● **WRITTEN TASK**
Retype the complete listing exactly as it appears.

● **MATERIAL TO PROCESS**

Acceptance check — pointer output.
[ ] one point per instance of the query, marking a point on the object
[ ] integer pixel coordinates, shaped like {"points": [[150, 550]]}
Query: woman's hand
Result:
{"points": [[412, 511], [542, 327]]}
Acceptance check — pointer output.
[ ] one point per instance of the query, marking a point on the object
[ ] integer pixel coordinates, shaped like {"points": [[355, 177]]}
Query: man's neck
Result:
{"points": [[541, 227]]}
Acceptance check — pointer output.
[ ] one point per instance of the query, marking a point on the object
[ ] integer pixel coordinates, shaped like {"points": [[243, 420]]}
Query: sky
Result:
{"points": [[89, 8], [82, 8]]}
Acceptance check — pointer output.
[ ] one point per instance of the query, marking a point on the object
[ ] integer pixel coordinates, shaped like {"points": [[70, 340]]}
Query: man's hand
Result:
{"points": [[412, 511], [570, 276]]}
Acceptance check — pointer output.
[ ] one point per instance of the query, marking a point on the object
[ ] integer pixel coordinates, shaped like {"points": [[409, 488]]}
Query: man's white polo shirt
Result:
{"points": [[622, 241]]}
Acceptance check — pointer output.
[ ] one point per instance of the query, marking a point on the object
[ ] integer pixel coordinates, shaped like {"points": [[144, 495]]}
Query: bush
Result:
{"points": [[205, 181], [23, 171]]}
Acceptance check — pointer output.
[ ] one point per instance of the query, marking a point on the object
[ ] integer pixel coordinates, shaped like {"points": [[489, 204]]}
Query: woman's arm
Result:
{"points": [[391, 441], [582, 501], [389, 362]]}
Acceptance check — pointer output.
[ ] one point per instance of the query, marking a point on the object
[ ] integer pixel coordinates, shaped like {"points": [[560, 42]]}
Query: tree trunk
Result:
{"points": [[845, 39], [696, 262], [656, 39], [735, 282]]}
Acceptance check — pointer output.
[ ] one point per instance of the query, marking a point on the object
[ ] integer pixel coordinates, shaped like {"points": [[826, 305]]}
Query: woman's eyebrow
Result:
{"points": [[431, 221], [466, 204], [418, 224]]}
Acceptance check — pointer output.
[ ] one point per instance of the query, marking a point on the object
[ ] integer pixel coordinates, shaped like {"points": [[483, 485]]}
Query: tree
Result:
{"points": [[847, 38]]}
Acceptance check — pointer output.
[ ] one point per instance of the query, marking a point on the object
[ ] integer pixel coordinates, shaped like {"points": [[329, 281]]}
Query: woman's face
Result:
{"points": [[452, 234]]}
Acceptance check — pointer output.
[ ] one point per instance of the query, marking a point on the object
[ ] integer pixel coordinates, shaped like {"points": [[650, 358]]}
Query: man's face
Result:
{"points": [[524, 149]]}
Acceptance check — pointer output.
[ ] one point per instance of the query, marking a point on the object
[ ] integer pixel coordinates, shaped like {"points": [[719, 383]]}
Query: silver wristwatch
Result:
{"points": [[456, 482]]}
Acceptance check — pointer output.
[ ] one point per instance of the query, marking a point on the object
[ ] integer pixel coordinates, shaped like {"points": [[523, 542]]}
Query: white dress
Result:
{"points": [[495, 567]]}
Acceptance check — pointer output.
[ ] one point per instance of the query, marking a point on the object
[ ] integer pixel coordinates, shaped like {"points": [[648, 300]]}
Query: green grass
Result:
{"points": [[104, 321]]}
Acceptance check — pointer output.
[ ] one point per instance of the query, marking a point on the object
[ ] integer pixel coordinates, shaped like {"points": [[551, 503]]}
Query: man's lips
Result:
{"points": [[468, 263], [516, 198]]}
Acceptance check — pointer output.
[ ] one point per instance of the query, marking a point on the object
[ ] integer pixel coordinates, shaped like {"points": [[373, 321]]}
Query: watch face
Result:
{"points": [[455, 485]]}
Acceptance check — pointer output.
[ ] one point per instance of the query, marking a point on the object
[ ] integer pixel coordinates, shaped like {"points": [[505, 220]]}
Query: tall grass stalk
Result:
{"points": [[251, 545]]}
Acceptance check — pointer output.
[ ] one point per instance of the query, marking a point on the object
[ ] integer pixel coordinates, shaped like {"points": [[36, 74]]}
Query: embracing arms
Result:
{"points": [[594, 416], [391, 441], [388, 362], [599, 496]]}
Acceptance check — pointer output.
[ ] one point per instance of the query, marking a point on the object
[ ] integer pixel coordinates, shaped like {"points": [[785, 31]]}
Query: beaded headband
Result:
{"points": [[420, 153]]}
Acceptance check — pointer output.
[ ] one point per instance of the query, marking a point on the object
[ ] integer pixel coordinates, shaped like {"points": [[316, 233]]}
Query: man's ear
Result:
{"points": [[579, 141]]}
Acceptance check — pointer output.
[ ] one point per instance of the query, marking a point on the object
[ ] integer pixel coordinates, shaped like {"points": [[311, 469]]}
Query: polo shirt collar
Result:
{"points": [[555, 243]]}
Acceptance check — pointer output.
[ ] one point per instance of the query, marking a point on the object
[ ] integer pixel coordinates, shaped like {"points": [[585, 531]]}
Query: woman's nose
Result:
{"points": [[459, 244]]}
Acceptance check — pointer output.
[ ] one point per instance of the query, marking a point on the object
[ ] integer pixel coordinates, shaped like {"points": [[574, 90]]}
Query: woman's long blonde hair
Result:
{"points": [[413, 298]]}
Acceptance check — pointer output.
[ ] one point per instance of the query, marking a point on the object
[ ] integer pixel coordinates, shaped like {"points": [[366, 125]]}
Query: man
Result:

● **ANSWER TO THE PROBLEM**
Acceptance check — pointer output.
[ ] one point per instance of the query, marking a point on the object
[ ] integer pixel coordinates, shaped like {"points": [[150, 550]]}
Query: woman's hand
Result:
{"points": [[412, 511], [542, 327]]}
Acceptance check — pointer output.
[ ] one point per instance of the query, marking a point on the object
[ ] integer pixel coordinates, shaped like {"points": [[355, 177]]}
Query: man's neck
Result:
{"points": [[541, 227]]}
Acceptance check — pointer output.
[ ] one point per instance of the query, marking a point on the object
[ ] integer pixel coordinates, shaped like {"points": [[243, 420]]}
Query: sky
Result:
{"points": [[89, 8], [82, 8]]}
Acceptance check — pointer output.
[ ] one point per instance of the query, marking a point on the object
[ ] integer pixel coordinates, shaped like {"points": [[70, 340]]}
Query: man's hand
Result:
{"points": [[412, 511], [570, 276]]}
Acceptance check — pointer output.
[ ] one point per instance of the query, marking a point on the object
[ ] integer pixel coordinates, shaped like {"points": [[409, 488]]}
Query: man's white polo shirt
Result:
{"points": [[622, 241]]}
Acceptance check — pointer output.
[ ] one point per instance of the query, marking a point on the object
[ ] integer pixel coordinates, shaped like {"points": [[144, 495]]}
Query: bush
Result:
{"points": [[205, 181], [23, 171]]}
Acceptance check — pointer output.
[ ] one point per instance of the query, marking a point on the object
[ ] integer pixel coordinates, shaped like {"points": [[489, 204]]}
Query: woman's arm
Result:
{"points": [[391, 441], [582, 501], [389, 362]]}
Acceptance check — pointer output.
[ ] one point per instance of the query, marking a point on the object
[ ] integer pixel coordinates, shaped like {"points": [[560, 42]]}
Query: tree trunk
Result:
{"points": [[845, 39], [696, 262], [656, 39], [735, 282]]}
Acceptance check — pointer output.
[ ] one point per instance of the query, marking a point on the object
[ ] integer pixel coordinates, shaped like {"points": [[826, 305]]}
Query: woman's eyebrow
Result:
{"points": [[431, 221], [466, 204], [418, 224]]}
Acceptance check — pointer output.
[ ] one point per instance of the query, marking a point on the object
[ ] integer pixel coordinates, shaped like {"points": [[483, 485]]}
Query: tree
Result:
{"points": [[847, 38]]}
Acceptance check — pointer output.
[ ] one point per instance of the query, marking a point on the object
[ ] integer pixel coordinates, shaped like {"points": [[329, 281]]}
Query: woman's face
Result:
{"points": [[452, 234]]}
Acceptance check — pointer output.
[ ] one point per instance of the query, marking a point on the object
[ ] integer pixel coordinates, shaped like {"points": [[650, 358]]}
Query: man's face
Result:
{"points": [[524, 149]]}
Acceptance check — pointer output.
[ ] one point per instance of the query, marking a point on the object
[ ] integer pixel coordinates, shaped like {"points": [[719, 383]]}
Query: silver wristwatch
Result:
{"points": [[456, 482]]}
Acceptance check — pointer output.
[ ] one point per instance of the query, marking a point on the object
[ ] integer pixel coordinates, shaped like {"points": [[523, 542]]}
Query: white dress
Result:
{"points": [[495, 567]]}
Acceptance check — pointer output.
[ ] one point per instance of the query, marking a point on the object
[ ] integer pixel coordinates, shaped like {"points": [[648, 300]]}
Query: green grass
Result:
{"points": [[104, 321]]}
Acceptance check — pointer output.
[ ] one point per instance of the query, marking a point on the object
[ ] integer pixel coordinates, shaped like {"points": [[551, 503]]}
Query: man's lips
Result:
{"points": [[468, 263], [516, 198]]}
Acceptance check — pointer output.
[ ] one point per instance of the query, marking a point on the object
[ ] integer pixel coordinates, shaped like {"points": [[373, 321]]}
Query: watch face
Result:
{"points": [[455, 485]]}
Acceptance check — pointer output.
[ ] one point per instance of the query, marking a point on the object
[ ] integer pixel coordinates, shaped like {"points": [[505, 220]]}
Query: tall grass stalk
Result:
{"points": [[251, 545]]}
Acceptance check — pointer output.
[ ] one point per instance of the query, marking a point on the object
[ ] integer pixel coordinates, shaped like {"points": [[36, 74]]}
Query: embracing arms
Result:
{"points": [[594, 416], [391, 441], [388, 362], [599, 496]]}
Acceptance check — pointer output.
[ ] one point per instance of the query, marking a point on the object
[ ] integer pixel coordinates, shaped like {"points": [[785, 31]]}
Query: beaded headband
Result:
{"points": [[420, 153]]}
Acceptance check — pointer output.
[ ] one point per instance of the query, marking a point on the object
[ ] integer pixel coordinates, shaped like {"points": [[316, 233]]}
Query: man's ear
Result:
{"points": [[579, 141]]}
Acceptance check — pointer output.
[ ] one point per instance of the query, marking a point on the object
[ ] integer pixel coordinates, shaped like {"points": [[311, 469]]}
Query: polo shirt collar
Result:
{"points": [[555, 243]]}
Acceptance check — pointer output.
[ ] one point per instance of the query, marking a point on the object
[ ] integer pixel coordinates, shaped like {"points": [[585, 531]]}
Query: woman's nose
Result:
{"points": [[459, 244]]}
Acceptance check — pointer output.
[ ] one point per instance of the query, marking a point on the object
[ ] integer pixel coordinates, shaped like {"points": [[574, 90]]}
Query: woman's long blonde hair
Result:
{"points": [[413, 298]]}
Acceptance check — pointer output.
[ ] one point per instance of the query, marking a point on the object
[ ] integer pixel coordinates, shaped like {"points": [[366, 125]]}
Query: man
Result:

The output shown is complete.